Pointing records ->
================

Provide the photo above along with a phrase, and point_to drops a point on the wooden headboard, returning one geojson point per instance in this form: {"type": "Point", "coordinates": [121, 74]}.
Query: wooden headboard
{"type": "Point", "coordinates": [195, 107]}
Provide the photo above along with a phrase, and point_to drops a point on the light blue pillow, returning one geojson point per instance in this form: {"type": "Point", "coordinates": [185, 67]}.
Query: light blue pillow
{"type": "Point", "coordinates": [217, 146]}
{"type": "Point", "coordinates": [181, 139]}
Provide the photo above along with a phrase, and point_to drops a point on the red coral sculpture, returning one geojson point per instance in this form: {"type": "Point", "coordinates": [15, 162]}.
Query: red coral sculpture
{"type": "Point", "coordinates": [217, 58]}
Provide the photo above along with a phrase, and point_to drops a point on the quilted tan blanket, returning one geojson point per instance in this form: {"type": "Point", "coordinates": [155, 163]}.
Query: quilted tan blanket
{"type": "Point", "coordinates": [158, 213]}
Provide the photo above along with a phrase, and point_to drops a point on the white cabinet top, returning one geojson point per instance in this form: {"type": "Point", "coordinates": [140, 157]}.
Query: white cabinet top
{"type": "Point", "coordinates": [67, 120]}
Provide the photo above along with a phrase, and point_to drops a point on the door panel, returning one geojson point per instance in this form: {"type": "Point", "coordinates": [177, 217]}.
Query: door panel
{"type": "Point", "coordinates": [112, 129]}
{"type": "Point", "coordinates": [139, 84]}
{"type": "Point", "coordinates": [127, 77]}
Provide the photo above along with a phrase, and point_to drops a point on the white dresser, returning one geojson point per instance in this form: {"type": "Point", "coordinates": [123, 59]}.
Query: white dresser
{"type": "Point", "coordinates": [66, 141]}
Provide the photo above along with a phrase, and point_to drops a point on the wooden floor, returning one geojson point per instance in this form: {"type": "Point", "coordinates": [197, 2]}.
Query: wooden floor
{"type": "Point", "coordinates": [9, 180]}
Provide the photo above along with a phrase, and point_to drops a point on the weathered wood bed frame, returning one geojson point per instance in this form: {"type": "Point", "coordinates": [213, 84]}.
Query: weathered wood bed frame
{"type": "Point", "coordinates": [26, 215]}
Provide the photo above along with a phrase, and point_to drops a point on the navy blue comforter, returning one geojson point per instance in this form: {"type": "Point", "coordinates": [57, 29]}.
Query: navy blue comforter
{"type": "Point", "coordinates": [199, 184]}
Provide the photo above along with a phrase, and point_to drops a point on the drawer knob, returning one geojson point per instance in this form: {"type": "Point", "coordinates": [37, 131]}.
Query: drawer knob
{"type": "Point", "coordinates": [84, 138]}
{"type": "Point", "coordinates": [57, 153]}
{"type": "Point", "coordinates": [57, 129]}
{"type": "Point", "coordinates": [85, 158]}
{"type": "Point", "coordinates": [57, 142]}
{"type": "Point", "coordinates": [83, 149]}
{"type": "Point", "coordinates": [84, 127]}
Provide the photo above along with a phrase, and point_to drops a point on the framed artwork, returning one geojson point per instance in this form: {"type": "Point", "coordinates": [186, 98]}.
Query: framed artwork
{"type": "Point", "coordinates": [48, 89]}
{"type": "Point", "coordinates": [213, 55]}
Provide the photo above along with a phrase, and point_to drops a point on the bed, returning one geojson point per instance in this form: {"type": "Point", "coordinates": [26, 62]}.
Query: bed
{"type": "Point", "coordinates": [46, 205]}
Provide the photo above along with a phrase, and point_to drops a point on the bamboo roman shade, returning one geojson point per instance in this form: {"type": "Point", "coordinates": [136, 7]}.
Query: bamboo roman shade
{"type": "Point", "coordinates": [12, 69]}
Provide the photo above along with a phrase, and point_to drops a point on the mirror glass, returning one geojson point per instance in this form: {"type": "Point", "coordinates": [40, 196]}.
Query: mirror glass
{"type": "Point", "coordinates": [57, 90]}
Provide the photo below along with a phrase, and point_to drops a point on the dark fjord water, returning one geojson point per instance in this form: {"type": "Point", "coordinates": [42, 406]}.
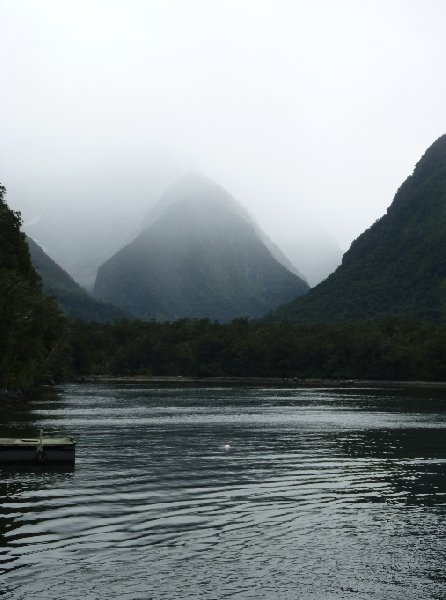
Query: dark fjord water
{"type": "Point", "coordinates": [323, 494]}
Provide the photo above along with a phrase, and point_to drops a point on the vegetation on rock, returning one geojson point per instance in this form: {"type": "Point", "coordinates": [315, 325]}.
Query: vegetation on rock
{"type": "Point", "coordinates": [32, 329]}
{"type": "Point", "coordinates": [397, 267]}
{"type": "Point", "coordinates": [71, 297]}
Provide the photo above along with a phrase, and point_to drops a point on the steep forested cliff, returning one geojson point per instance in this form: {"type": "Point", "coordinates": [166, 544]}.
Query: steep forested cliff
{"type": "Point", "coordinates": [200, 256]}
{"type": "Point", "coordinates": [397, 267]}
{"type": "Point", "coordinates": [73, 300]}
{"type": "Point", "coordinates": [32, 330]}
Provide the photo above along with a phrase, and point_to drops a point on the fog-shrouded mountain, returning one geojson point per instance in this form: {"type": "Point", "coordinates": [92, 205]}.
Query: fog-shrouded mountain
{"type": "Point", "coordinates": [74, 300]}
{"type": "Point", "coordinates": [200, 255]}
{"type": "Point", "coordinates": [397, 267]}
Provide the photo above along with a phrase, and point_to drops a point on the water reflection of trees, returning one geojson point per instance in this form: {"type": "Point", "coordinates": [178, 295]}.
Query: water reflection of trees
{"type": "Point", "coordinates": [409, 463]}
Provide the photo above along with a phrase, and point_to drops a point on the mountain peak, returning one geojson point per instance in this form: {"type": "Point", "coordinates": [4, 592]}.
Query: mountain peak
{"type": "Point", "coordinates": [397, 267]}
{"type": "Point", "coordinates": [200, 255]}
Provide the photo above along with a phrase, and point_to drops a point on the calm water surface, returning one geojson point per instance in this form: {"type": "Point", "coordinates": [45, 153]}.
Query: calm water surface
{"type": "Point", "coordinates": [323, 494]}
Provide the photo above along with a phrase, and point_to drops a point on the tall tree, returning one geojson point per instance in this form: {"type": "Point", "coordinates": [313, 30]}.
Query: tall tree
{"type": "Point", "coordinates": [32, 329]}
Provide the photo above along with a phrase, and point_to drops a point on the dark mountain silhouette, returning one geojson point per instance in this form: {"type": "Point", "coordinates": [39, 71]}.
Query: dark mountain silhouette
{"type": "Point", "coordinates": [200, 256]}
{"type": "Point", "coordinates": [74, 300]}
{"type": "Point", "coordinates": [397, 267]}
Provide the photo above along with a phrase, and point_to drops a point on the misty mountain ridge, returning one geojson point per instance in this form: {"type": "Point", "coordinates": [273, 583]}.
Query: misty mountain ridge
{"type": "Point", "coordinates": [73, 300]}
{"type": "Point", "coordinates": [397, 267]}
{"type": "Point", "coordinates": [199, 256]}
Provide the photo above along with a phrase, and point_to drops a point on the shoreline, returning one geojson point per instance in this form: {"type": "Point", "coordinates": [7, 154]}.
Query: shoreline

================

Given task ->
Reproduce exactly the lines from the one containing "on the calm" through the last line of the records above, including both, and nothing else.

Result of the exercise ->
Provide the photo above along with a phrase, and point_to drops a point on the calm water surface, returning one geojson point per instance in this form: {"type": "Point", "coordinates": [45, 153]}.
Query: calm water surface
{"type": "Point", "coordinates": [323, 494]}
Provide the photo above along with a phrase, and point_to drops a point on the tall tree, returning one geojson point per instance in this form: {"type": "Point", "coordinates": [313, 30]}.
Query: tall tree
{"type": "Point", "coordinates": [32, 329]}
Provide the photo above along with a phrase, and point_to drops a point on the dark mountain silhouette, returning one geojson point per instance in this form: {"type": "Point", "coordinates": [39, 71]}.
Query: dark mountain silhouette
{"type": "Point", "coordinates": [200, 256]}
{"type": "Point", "coordinates": [74, 300]}
{"type": "Point", "coordinates": [397, 267]}
Provide the photo above along with a phrase, and point_to drops a point on the misty mountain ridge, returning one geojson point per instance in this form: {"type": "Point", "coordinates": [273, 583]}.
Query: misty mountain ridge
{"type": "Point", "coordinates": [73, 300]}
{"type": "Point", "coordinates": [397, 267]}
{"type": "Point", "coordinates": [199, 256]}
Provide the photo above along with a phrase, and point_to drops a point on the shoreline, returning one geojson point per instance in this form: {"type": "Point", "coordinates": [7, 154]}.
Query: shoreline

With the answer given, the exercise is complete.